▶ _TO DO_:
Print the entries below word for word, from the line containing "Every instance of the white plastic" through the line containing "x=168, y=737", including both of those lines. Omit any pictures from your answer.

▶ _EXERCISE INPUT_:
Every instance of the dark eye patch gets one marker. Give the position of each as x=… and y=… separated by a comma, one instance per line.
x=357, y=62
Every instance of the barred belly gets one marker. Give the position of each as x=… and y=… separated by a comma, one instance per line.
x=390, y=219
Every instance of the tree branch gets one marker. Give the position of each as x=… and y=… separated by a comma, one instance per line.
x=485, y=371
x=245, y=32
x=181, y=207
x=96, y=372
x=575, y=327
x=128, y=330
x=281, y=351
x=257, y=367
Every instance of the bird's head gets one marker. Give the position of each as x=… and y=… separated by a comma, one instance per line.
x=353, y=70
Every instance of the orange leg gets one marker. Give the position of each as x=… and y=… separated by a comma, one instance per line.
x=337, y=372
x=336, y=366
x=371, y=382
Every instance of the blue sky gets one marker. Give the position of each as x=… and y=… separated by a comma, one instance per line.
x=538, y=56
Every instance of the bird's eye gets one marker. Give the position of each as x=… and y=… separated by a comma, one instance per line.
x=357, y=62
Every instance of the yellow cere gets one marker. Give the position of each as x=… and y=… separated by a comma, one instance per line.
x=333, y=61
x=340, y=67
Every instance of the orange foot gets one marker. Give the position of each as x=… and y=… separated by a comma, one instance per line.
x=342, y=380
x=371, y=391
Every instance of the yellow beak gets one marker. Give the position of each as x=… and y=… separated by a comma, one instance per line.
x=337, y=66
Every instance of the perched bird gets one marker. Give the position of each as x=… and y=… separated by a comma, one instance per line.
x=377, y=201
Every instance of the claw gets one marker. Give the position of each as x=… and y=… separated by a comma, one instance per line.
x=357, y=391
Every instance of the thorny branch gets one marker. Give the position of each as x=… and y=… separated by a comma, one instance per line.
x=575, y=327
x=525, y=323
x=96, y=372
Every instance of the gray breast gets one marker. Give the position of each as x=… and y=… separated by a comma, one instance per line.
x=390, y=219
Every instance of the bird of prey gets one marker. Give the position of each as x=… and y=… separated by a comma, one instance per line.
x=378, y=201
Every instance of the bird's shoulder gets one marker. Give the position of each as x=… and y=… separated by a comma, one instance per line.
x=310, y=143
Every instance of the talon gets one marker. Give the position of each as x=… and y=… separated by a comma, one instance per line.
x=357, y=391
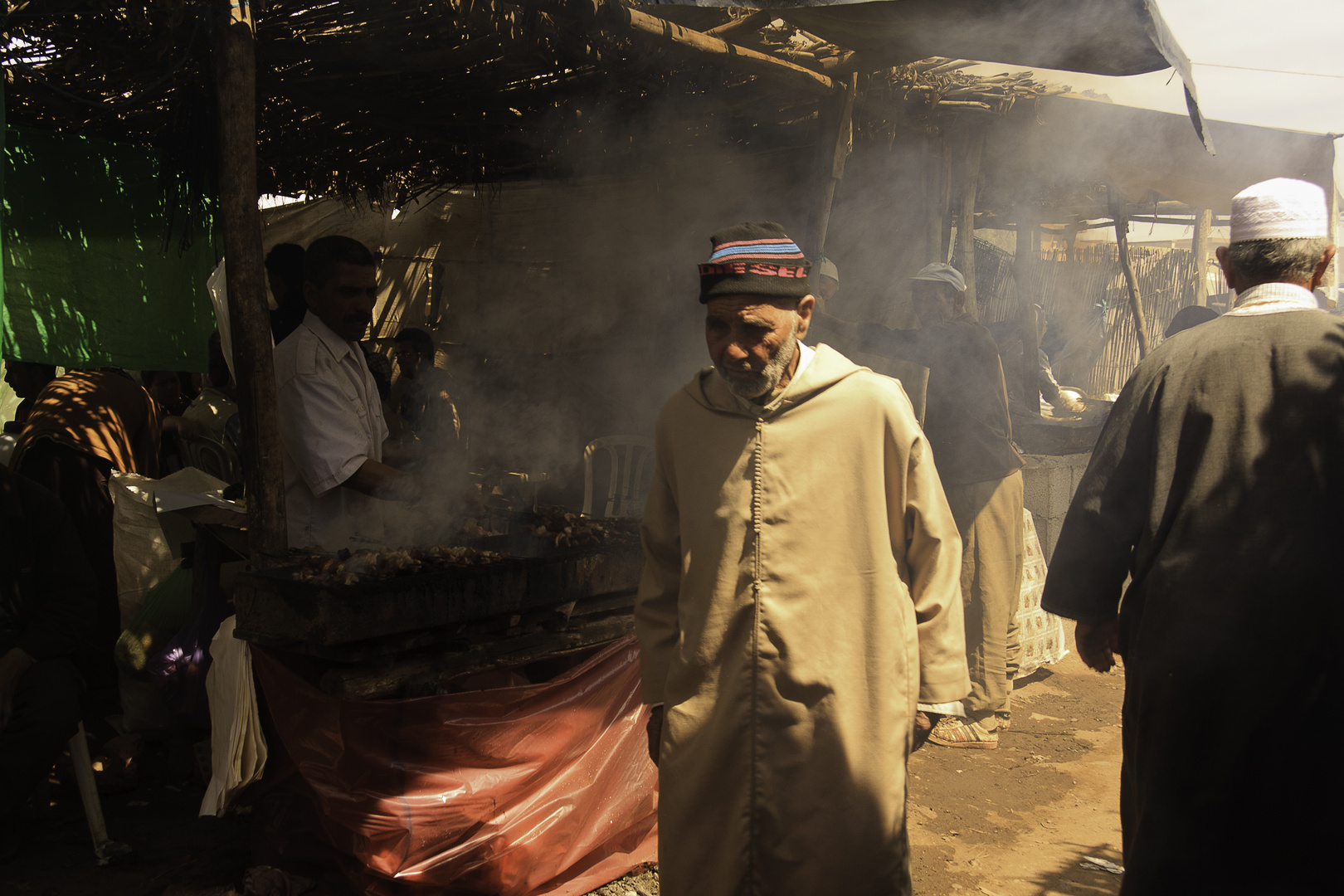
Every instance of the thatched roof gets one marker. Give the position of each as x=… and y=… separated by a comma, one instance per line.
x=390, y=99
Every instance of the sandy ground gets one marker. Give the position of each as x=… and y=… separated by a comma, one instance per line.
x=1019, y=820
x=1014, y=821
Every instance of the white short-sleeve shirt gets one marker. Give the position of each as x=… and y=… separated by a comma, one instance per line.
x=331, y=421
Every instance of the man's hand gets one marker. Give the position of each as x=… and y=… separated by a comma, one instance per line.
x=12, y=665
x=655, y=730
x=1098, y=644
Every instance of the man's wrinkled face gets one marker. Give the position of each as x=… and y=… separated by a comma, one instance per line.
x=26, y=379
x=934, y=301
x=346, y=301
x=752, y=340
x=407, y=359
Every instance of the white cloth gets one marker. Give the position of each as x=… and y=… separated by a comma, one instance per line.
x=236, y=744
x=1280, y=208
x=331, y=421
x=1272, y=299
x=1040, y=635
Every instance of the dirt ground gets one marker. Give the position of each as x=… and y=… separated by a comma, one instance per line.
x=1015, y=821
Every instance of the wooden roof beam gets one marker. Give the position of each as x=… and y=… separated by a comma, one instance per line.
x=749, y=24
x=741, y=58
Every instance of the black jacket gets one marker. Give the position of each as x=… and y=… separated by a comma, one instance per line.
x=47, y=589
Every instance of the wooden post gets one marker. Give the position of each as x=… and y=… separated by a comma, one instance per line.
x=967, y=217
x=1332, y=275
x=1025, y=275
x=936, y=203
x=1136, y=304
x=1199, y=249
x=836, y=143
x=236, y=82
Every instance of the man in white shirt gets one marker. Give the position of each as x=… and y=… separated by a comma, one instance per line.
x=331, y=416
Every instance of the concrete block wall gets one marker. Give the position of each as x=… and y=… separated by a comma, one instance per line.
x=1049, y=484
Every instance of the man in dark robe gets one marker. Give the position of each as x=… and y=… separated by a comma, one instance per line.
x=1218, y=488
x=47, y=594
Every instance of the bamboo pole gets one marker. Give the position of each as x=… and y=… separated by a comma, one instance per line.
x=1136, y=304
x=236, y=80
x=733, y=54
x=836, y=143
x=967, y=217
x=1199, y=250
x=746, y=24
x=1025, y=275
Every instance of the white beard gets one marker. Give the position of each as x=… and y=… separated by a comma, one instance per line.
x=765, y=382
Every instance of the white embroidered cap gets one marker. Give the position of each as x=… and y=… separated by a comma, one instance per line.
x=944, y=273
x=1280, y=208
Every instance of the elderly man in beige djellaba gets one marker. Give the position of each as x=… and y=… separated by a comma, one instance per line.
x=800, y=594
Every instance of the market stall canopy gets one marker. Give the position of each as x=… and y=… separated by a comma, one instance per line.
x=1097, y=37
x=1144, y=153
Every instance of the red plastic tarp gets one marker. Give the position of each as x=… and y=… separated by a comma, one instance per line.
x=519, y=791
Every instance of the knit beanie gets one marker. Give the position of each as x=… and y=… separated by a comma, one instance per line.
x=754, y=260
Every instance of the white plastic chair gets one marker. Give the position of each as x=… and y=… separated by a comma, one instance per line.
x=631, y=455
x=104, y=848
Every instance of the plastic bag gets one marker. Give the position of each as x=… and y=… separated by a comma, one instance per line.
x=518, y=791
x=167, y=607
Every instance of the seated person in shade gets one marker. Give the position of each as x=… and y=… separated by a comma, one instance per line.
x=27, y=379
x=424, y=395
x=84, y=426
x=46, y=616
x=285, y=275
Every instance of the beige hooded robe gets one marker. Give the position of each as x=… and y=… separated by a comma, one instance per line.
x=800, y=592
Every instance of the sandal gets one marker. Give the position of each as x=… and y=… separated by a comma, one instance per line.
x=964, y=733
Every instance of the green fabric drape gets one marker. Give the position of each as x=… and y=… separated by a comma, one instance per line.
x=88, y=281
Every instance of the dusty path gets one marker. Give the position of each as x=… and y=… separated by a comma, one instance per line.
x=1012, y=821
x=1016, y=821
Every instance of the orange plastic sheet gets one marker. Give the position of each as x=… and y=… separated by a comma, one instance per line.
x=519, y=791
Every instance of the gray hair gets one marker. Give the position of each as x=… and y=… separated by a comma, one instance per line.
x=1292, y=261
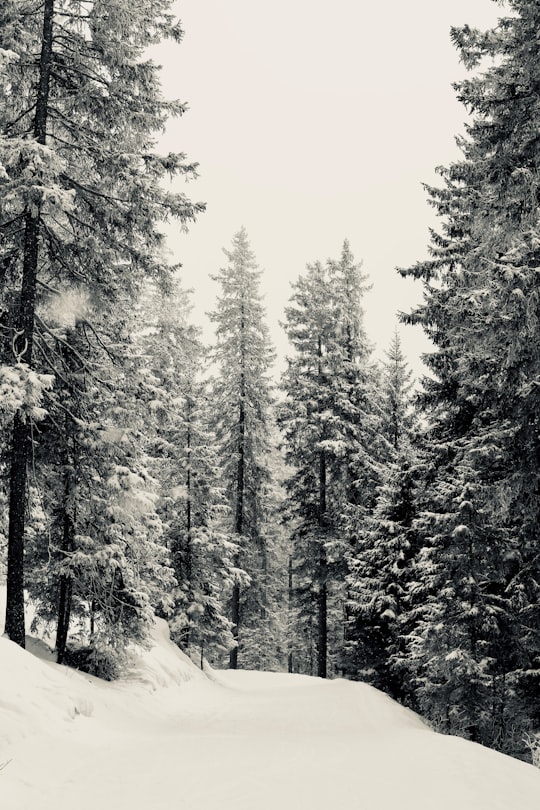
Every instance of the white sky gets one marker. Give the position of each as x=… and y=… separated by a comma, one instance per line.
x=314, y=122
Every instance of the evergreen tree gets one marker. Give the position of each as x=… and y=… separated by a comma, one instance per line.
x=81, y=191
x=181, y=449
x=481, y=571
x=241, y=400
x=323, y=418
x=385, y=544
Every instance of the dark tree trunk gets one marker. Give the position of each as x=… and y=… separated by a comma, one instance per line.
x=188, y=551
x=322, y=611
x=66, y=582
x=23, y=343
x=290, y=595
x=238, y=523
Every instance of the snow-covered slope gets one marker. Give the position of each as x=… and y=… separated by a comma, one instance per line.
x=168, y=737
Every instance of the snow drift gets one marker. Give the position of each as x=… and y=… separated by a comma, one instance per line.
x=167, y=736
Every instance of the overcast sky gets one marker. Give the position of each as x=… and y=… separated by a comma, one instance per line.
x=314, y=122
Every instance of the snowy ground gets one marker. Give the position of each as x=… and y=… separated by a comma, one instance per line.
x=170, y=738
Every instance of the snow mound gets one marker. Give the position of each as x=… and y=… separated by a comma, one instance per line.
x=167, y=736
x=36, y=695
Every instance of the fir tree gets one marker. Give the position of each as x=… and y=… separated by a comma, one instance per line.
x=81, y=192
x=241, y=400
x=323, y=419
x=481, y=311
x=386, y=543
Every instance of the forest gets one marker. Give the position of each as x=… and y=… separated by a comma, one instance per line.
x=340, y=521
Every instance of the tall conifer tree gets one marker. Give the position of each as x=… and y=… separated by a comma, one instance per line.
x=323, y=418
x=80, y=180
x=242, y=398
x=481, y=310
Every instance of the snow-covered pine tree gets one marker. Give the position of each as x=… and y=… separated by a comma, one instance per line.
x=482, y=312
x=241, y=400
x=81, y=197
x=385, y=543
x=182, y=453
x=322, y=419
x=96, y=566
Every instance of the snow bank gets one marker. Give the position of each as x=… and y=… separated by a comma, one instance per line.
x=166, y=736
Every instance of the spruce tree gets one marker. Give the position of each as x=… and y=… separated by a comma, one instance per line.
x=322, y=419
x=481, y=311
x=81, y=192
x=182, y=453
x=241, y=401
x=385, y=540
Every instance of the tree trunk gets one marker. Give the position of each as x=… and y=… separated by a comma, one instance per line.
x=322, y=610
x=66, y=582
x=21, y=444
x=290, y=660
x=238, y=523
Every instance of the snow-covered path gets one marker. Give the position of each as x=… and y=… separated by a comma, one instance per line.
x=170, y=739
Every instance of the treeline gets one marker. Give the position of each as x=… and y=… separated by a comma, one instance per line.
x=334, y=524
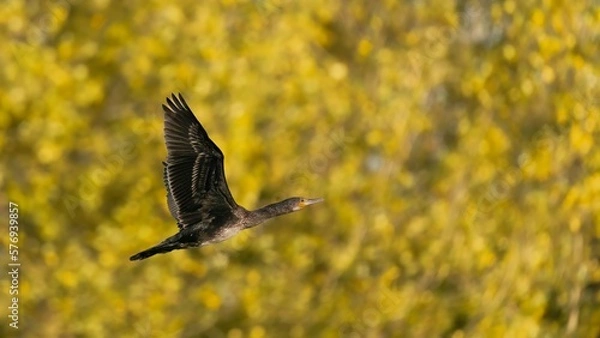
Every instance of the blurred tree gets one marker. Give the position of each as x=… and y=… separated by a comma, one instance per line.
x=453, y=141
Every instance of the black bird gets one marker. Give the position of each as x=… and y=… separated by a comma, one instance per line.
x=197, y=192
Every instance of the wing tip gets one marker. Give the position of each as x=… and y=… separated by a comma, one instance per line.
x=176, y=103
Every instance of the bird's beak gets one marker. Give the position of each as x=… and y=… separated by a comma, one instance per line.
x=310, y=201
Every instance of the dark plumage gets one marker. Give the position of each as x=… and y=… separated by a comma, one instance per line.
x=197, y=192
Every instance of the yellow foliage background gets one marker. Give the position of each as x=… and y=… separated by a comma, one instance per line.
x=455, y=143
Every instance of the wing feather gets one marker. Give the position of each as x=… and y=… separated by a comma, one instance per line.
x=194, y=176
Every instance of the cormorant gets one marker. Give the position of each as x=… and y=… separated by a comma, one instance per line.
x=197, y=193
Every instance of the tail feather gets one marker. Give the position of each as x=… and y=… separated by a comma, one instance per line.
x=160, y=248
x=168, y=245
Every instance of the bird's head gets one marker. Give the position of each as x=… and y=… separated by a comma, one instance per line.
x=298, y=203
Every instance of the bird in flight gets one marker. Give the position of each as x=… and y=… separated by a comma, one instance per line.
x=197, y=193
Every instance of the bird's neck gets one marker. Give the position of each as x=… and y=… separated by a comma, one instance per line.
x=258, y=216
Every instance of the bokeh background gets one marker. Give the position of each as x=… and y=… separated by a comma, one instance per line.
x=455, y=143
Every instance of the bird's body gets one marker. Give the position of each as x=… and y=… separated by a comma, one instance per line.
x=197, y=193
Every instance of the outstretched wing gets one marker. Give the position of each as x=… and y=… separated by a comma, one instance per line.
x=197, y=191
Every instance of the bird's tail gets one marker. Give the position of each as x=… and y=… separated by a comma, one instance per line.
x=167, y=245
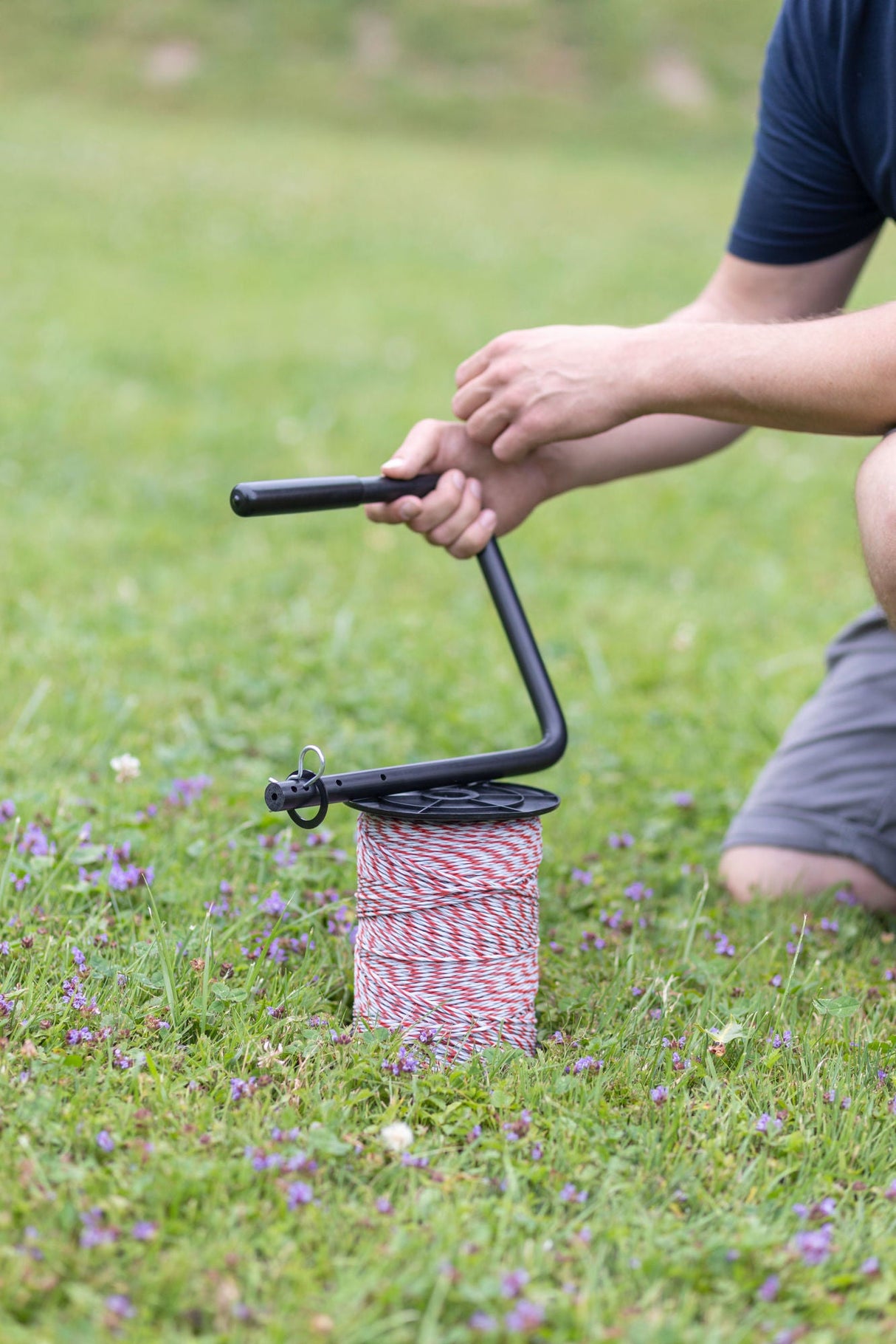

▶ _RESULT OF THIS EXERCISE_:
Every instance of the white plastic chair gets one marker. Give the position of each as x=… and y=… separated by a comma, one instance per line.
x=631, y=455
x=104, y=848
Every instance of the plastic bag gets one marker. Give the position of each as x=… and y=… separated by a comma, one instance per line.
x=518, y=791
x=167, y=607
Every instance of the seated person in shade gets one marker. Give the position of each as x=… and y=… separated by a comma, one instance per line.
x=27, y=379
x=424, y=395
x=84, y=426
x=46, y=616
x=285, y=275
Every instance of the beige hooded robe gets one marker. Give the position of each as x=… and y=… separated by a comma, one instance per line.
x=800, y=592
Every instance of the sandal gets one marker. Give the position of each as x=… and y=… separated by a comma, one instance per line.
x=964, y=733
Every instance of the green fabric drape gets one marker. Give the position of each as x=… and y=… separated by a comma, one instance per line.
x=88, y=281
Every instance of the dusty path gets one marker. Give the position of each as x=… and y=… separated by a comma, one instance per line.
x=1012, y=821
x=1016, y=821
Every instance of the orange plastic sheet gets one marker. Give the position of each as x=… and y=… separated by a comma, one instance per line.
x=519, y=791
Every instance of the gray hair gets one marker. Give the position of each as x=… and y=… separated by a comma, one instance per line.
x=1292, y=261
Every instance of the white sky gets one marker. Give the position of each as x=… and y=… separated by a comma, one instance per line.
x=314, y=122
Every instance of the evergreen tree gets one marker. Give the position of each as x=… and y=… separated by a comma, one instance per line.
x=81, y=191
x=181, y=449
x=481, y=571
x=241, y=400
x=323, y=418
x=385, y=544
Every instance of the dark tree trunk gets one marker. Give the position of each as x=… and y=… separated by a comma, one instance per line.
x=188, y=551
x=322, y=611
x=66, y=582
x=23, y=343
x=290, y=595
x=238, y=523
Every instance of the snow-covered slope gets one marker. Give the position of each as x=… and y=… separated by a comma, one instance per line.
x=168, y=737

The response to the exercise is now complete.